* [Aufgabenstellung]: Bearbeiten Sie den Schachbericht: Geben Sie alles von „Mit einem dramatischen“ bis hinunter zu „mehr zu denken.“ wieder und setzen Sie dabei „Partie“ an die Stelle von „Runde“.

Mit einem dramatischen Schlussspurt und 3,5 P v. 4 holte sich Jana den erhofften Titel einer Deutschen Meisterin u18. In der letzten Runde machte sie es noch einmal spannend, als sie recht schnell gegen WFM Alina Zahn auf Gewinn stand, dann aber Probleme bekam. Mit einem Kraftzug sicherte sie aber das Remis und damit den ungeteilten 1. Platz. Wir gratulieren ganz herzlich zum Titelgewinn.
Nach der tragischen Verlustpartie in der 5. Runde schrieb ich: „Jana hat nach dieser Partie den Ballast des Titelgewinns abgeworfen und kann nun einfach nur Schach spielen – und das kann sie wirklich sehr gut.“ Zurückgefallen auf Platz 5, war mit 3 P und 1,5 Punkten Rückstand auf Emily Rosmait an einen Titelgewinn nicht mehr zu denken.

* [Erfasste Daten]:
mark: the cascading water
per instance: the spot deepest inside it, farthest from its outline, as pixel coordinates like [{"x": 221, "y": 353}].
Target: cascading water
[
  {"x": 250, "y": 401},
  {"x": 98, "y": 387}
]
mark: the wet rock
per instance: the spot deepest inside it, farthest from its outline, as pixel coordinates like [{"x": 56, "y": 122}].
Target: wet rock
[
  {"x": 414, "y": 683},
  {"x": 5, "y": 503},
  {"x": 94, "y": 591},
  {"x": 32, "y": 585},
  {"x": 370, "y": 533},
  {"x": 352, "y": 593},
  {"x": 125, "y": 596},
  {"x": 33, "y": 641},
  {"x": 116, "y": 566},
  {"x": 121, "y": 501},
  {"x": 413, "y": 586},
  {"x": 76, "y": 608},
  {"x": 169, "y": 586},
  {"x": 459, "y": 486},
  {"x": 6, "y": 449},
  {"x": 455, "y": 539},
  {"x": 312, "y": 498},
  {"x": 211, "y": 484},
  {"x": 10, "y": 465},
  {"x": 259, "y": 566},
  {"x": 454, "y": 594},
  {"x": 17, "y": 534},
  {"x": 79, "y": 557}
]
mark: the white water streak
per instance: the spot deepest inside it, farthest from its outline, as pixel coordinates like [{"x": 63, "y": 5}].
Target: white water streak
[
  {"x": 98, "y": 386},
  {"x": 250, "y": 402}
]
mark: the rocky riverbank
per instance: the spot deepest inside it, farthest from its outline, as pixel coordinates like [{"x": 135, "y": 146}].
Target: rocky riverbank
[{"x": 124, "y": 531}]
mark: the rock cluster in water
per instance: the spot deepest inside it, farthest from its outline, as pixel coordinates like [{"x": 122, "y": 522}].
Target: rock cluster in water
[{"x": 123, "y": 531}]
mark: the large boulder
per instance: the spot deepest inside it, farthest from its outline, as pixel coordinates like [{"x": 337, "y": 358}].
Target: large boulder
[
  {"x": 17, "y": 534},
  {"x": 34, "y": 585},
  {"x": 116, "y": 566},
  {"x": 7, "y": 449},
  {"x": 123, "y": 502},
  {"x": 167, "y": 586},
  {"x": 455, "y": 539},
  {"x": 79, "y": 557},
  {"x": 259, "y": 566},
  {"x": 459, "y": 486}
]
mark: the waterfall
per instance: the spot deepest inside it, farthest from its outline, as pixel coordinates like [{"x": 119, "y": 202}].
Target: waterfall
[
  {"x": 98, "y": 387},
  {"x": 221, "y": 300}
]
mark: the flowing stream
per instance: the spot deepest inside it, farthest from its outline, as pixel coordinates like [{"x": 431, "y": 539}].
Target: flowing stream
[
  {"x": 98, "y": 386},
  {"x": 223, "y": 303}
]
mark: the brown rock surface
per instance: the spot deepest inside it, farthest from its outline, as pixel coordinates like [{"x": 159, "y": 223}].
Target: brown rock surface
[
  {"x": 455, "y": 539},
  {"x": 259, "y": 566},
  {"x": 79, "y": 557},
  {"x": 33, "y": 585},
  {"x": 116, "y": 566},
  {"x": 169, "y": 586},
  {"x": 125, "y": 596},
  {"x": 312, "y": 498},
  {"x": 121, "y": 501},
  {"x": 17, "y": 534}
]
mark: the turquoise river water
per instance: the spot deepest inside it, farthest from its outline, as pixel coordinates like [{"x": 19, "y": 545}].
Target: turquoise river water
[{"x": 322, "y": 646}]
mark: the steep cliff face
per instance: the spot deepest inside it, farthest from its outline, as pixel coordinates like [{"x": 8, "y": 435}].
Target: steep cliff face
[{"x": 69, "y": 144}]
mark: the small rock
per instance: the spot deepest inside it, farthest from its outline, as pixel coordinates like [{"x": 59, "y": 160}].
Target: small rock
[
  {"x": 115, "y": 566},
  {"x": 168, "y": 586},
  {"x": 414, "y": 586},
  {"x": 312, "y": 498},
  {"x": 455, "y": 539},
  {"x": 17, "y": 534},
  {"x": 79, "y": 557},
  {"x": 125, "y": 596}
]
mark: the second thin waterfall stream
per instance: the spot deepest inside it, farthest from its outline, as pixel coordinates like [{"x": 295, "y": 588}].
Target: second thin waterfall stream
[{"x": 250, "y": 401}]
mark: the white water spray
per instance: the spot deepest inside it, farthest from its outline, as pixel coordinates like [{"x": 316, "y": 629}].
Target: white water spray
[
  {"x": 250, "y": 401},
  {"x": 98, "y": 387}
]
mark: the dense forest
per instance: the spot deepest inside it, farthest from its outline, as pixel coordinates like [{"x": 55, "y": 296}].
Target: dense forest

* [Lösung]:
Mit einem dramatischen Schlussspurt und 3,5 P v. 4 holte sich Jana den erhofften Titel einer Deutschen Meisterin u18. In der letzten Partie machte sie es noch einmal spannend, als sie recht schnell gegen WFM Alina Zahn auf Gewinn stand, dann aber Probleme bekam. Mit einem Kraftzug sicherte sie aber das Remis und damit den ungeteilten 1. Platz. Wir gratulieren ganz herzlich zum Titelgewinn.
Nach der tragischen Verlustpartie in der 5. Partie schrieb ich: „Jana hat nach dieser Partie den Ballast des Titelgewinns abgeworfen und kann nun einfach nur Schach spielen – und das kann sie wirklich sehr gut.“ Zurückgefallen auf Platz 5, war mit 3 P und 1,5 Punkten Rückstand auf Emily Rosmait an einen Titelgewinn nicht mehr zu denken.